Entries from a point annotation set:
###
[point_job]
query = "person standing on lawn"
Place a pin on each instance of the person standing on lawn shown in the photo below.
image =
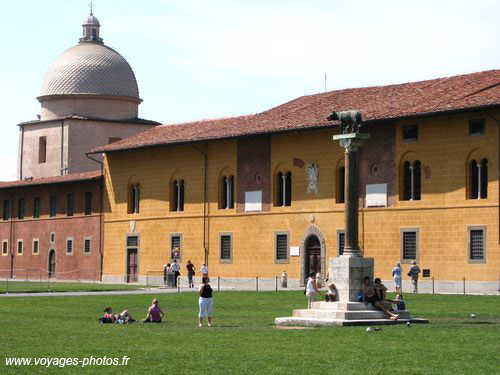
(311, 289)
(191, 272)
(397, 272)
(205, 302)
(154, 313)
(413, 273)
(176, 270)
###
■ What to work on ■
Return every line of the rows above verbatim, with the pictures omitted.

■ Output ■
[point_job]
query = "person standing on lawn"
Place a pin on each instance of the person standing on lawn shown in the photo below.
image =
(311, 289)
(191, 272)
(397, 272)
(205, 302)
(154, 313)
(413, 273)
(176, 270)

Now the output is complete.